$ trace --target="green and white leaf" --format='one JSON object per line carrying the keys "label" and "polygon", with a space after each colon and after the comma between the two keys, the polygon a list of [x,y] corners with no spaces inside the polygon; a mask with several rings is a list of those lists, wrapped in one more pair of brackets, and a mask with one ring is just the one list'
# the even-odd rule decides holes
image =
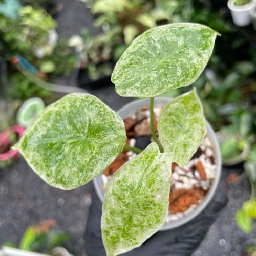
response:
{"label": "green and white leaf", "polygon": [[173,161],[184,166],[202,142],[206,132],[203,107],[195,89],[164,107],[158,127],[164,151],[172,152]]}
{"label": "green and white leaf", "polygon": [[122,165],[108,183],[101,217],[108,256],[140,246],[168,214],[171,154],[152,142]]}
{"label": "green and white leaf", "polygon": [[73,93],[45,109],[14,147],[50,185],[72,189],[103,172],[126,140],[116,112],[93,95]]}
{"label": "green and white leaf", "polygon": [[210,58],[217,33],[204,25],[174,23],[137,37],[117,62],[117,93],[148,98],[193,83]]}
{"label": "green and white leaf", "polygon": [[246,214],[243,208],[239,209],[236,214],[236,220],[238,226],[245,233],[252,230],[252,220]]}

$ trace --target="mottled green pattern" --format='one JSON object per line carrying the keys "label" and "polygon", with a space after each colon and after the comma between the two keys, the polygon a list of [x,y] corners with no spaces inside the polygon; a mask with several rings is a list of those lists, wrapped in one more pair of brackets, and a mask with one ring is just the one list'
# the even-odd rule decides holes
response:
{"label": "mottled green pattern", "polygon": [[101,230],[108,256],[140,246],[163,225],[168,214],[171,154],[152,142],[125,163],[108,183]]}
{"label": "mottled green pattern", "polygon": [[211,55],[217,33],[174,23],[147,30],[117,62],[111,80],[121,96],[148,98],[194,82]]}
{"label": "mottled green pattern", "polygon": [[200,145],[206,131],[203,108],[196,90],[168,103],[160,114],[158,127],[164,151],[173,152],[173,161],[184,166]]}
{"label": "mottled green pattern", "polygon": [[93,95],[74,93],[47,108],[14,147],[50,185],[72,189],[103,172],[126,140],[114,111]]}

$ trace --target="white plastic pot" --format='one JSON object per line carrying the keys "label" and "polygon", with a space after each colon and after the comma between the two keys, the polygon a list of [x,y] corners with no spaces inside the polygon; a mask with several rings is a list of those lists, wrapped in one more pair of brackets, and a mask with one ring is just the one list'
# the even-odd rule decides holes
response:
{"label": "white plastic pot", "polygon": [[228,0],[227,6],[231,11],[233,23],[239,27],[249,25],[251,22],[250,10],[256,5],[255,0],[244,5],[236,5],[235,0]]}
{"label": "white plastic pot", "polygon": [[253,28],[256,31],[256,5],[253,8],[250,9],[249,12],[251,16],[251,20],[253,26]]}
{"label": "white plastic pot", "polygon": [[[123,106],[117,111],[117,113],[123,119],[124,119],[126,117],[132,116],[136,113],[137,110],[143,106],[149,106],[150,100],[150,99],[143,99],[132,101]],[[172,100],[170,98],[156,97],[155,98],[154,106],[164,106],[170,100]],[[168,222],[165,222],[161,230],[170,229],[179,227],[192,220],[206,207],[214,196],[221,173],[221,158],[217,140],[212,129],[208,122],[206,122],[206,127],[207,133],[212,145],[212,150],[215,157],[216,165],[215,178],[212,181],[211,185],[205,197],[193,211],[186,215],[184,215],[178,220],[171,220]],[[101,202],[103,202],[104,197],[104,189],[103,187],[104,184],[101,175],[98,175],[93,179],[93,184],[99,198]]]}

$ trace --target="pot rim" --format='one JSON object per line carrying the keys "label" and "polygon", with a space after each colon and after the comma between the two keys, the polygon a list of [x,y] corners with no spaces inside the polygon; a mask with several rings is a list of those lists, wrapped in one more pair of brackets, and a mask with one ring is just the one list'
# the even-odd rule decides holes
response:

________

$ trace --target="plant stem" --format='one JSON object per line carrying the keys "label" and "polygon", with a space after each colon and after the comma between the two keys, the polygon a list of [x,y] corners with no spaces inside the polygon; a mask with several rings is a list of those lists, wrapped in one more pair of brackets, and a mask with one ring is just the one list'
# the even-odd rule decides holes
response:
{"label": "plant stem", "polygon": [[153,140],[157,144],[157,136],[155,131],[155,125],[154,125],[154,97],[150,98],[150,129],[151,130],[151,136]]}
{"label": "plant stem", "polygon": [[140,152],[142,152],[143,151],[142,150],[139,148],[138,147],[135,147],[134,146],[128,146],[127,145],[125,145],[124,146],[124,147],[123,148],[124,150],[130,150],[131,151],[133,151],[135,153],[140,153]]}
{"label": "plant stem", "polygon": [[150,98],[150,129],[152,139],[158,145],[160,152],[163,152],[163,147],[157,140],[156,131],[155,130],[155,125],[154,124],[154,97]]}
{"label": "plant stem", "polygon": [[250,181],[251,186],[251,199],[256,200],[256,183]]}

________

### Exercise
Count the lines in the rows above that contain the string "stem", matching case exactly. Reply with the number alone.

### Task result
5